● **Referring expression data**
──────────

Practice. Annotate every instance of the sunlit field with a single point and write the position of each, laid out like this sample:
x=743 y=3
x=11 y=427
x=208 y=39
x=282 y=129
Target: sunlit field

──────────

● **What the exercise asks**
Give all of the entries again, word for word.

● **Solution for this exercise**
Practice. Annotate every instance of the sunlit field with a single point and write the position of each, laid out like this sample:
x=743 y=3
x=11 y=427
x=208 y=39
x=282 y=129
Target: sunlit field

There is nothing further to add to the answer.